#### [INSTRUCTIONS TO FOLLOW]
Copy exactly the run of lines that begins at the line with "Return one point per instance of the curved" and ends at the final line of the entries.

#### [DATASET EXTRACT]
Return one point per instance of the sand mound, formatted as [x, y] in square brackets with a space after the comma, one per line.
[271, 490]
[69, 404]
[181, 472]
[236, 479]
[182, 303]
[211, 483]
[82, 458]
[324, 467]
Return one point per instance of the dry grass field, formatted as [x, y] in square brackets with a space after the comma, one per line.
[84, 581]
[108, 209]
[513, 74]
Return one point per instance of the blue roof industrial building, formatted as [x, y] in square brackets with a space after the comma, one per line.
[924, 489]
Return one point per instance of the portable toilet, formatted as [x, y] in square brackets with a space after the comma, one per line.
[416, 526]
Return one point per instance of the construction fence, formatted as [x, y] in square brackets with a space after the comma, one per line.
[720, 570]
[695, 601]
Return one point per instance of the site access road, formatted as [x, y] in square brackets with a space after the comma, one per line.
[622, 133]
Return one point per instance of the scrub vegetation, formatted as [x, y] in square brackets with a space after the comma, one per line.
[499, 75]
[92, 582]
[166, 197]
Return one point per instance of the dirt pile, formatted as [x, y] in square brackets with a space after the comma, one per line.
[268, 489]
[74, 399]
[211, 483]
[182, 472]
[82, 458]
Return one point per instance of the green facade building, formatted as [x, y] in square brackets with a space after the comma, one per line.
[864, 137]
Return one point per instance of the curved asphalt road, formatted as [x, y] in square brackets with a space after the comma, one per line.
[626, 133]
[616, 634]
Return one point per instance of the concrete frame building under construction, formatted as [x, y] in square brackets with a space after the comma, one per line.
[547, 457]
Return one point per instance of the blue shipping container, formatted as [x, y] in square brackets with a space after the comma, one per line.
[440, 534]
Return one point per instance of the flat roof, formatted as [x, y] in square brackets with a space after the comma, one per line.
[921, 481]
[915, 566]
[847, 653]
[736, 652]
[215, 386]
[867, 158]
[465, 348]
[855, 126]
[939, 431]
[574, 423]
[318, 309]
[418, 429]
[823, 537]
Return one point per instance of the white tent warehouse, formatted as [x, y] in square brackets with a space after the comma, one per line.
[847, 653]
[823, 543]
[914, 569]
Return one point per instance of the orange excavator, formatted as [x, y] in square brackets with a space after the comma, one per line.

#### [SOLUTION FOR THIS TASK]
Return one point per instance of the curved asphalt road, formatted as [x, y] in square brackets with a space after the comma, one per line.
[626, 133]
[616, 634]
Return one point per instance of the concrete frame building under construction, formatted as [x, y] in square brackets with a space after the comma, one per line.
[547, 457]
Return one point per instance of the blue shipping container, formatted as [x, y] in square brackets with a space after the comma, one per line.
[440, 534]
Return one point per instance of the flat roof, formatted as [x, y] in square brackets with a space after the comma, one per line.
[921, 481]
[915, 566]
[847, 653]
[736, 652]
[215, 386]
[867, 158]
[465, 348]
[855, 126]
[939, 431]
[574, 423]
[318, 309]
[418, 429]
[823, 537]
Return one point per instance of the white tent warehouse, formatted as [x, y] in square brackets with a space after the comma, one per line.
[847, 653]
[823, 543]
[914, 569]
Return one point per instance of the orange excavator, formatted as [x, y] in square brackets with a space after the comma, one per line.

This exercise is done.